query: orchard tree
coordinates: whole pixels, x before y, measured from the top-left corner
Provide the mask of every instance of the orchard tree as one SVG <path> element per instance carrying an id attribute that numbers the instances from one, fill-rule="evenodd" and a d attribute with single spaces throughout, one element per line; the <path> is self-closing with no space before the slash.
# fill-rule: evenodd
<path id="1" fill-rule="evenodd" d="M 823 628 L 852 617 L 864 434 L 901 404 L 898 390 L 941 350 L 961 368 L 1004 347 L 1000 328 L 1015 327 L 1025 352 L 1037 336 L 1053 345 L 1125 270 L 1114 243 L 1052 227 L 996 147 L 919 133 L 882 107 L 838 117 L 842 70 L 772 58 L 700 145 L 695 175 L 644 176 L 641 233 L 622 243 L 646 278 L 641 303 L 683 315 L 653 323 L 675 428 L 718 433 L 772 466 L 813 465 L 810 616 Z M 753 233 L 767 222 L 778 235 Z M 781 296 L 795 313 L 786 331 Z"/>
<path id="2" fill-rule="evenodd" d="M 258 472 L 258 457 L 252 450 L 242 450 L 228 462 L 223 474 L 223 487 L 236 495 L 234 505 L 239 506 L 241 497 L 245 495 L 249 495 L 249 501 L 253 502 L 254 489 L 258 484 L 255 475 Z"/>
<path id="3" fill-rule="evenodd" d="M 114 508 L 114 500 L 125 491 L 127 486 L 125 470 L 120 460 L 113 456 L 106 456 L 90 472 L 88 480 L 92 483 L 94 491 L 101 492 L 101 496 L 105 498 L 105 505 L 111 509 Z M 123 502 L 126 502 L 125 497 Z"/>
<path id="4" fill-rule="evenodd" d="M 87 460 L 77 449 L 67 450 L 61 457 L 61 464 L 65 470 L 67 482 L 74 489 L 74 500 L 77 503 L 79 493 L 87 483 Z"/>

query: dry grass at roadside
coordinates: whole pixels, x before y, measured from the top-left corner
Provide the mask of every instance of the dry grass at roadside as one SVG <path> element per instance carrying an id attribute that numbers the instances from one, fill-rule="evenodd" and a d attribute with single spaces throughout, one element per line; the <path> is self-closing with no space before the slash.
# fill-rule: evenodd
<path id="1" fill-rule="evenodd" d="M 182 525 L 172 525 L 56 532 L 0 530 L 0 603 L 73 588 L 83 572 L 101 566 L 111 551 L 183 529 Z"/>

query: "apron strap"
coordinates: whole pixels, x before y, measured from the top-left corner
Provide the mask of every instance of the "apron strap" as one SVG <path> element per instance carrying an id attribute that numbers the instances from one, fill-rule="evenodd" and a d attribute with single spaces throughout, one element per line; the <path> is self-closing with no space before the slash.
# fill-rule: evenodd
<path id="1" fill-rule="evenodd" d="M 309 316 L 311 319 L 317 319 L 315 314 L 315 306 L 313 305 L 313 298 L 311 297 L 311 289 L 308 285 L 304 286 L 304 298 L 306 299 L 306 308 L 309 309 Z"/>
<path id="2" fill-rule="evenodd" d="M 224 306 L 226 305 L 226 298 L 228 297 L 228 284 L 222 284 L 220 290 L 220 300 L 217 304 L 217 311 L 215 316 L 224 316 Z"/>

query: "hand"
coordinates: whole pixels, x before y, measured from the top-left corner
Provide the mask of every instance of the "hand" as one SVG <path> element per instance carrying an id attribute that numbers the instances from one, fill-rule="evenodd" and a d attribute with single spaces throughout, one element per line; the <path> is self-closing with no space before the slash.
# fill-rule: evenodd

********************

Work required: Word for word, copy out all of the data shown above.

Solution to this task:
query: orchard tree
coordinates: whole pixels, x before y, measured from the top-left corner
Provide the mask of every instance of the orchard tree as one SVG <path> element per instance carrying an id attribute that numbers the instances from one, fill-rule="evenodd" and a d attribute with single spaces throughout, one element per line; the <path> is self-closing with no space before the slash.
# fill-rule: evenodd
<path id="1" fill-rule="evenodd" d="M 823 628 L 852 617 L 864 434 L 901 404 L 898 390 L 941 350 L 961 368 L 1004 347 L 1000 328 L 1015 327 L 1025 352 L 1037 336 L 1053 345 L 1125 270 L 1114 243 L 1052 227 L 996 147 L 919 133 L 882 107 L 838 117 L 842 70 L 772 58 L 700 145 L 695 175 L 644 176 L 641 233 L 622 243 L 646 278 L 641 303 L 683 315 L 653 323 L 675 428 L 718 433 L 772 466 L 813 465 L 810 616 Z M 753 233 L 767 222 L 778 235 Z M 781 296 L 795 313 L 786 331 Z"/>
<path id="2" fill-rule="evenodd" d="M 258 472 L 258 457 L 252 450 L 242 450 L 228 462 L 223 474 L 223 487 L 236 495 L 234 505 L 239 506 L 241 497 L 245 495 L 249 495 L 249 501 L 253 502 L 254 489 L 258 484 L 255 475 Z"/>
<path id="3" fill-rule="evenodd" d="M 114 508 L 114 500 L 125 491 L 127 486 L 125 470 L 120 460 L 113 456 L 106 456 L 90 472 L 88 480 L 92 483 L 94 491 L 101 492 L 101 496 L 105 498 L 105 505 L 111 509 Z M 123 502 L 126 502 L 125 497 Z"/>
<path id="4" fill-rule="evenodd" d="M 87 460 L 77 449 L 67 450 L 61 457 L 61 464 L 65 470 L 67 482 L 74 489 L 74 500 L 77 503 L 79 493 L 87 483 Z"/>

query: dry grass at roadside
coordinates: whole pixels, x before y, measured from the top-left corner
Provide the mask of every instance of the dry grass at roadside as one SVG <path> element per instance carrying an id attribute that numbers the instances from one, fill-rule="evenodd" and a d attribute with single spaces throughout, one element per line; the <path> is self-closing with no space before the slash.
# fill-rule: evenodd
<path id="1" fill-rule="evenodd" d="M 182 525 L 172 525 L 56 532 L 0 530 L 0 603 L 73 588 L 83 572 L 101 566 L 111 551 L 183 529 Z"/>

query: "apron strap"
coordinates: whole pixels, x before y, measured from the top-left corner
Provide the mask of every instance of the "apron strap" as one SVG <path> element per instance carrying an id attribute that numbers the instances from one, fill-rule="evenodd" and a d attribute with single spaces throughout, one element per line; the <path> is self-closing with no space before the slash.
# fill-rule: evenodd
<path id="1" fill-rule="evenodd" d="M 309 316 L 311 319 L 317 319 L 315 314 L 315 306 L 313 305 L 313 298 L 311 297 L 311 289 L 308 285 L 304 286 L 304 298 L 306 299 L 306 308 L 309 309 Z"/>
<path id="2" fill-rule="evenodd" d="M 224 306 L 226 305 L 226 298 L 228 297 L 228 284 L 222 284 L 220 290 L 220 300 L 217 304 L 217 311 L 215 316 L 224 316 Z"/>

query: "hand"
coordinates: whole pixels, x before y, measured from the top-left corner
Provide the mask of every instance of the "hand" as one SVG <path> element per instance carrying an id attribute that numbers the instances from one, fill-rule="evenodd" and a d attribute with single spaces throughout, one element per line; the <path> is self-closing with no space before the slash.
# fill-rule: evenodd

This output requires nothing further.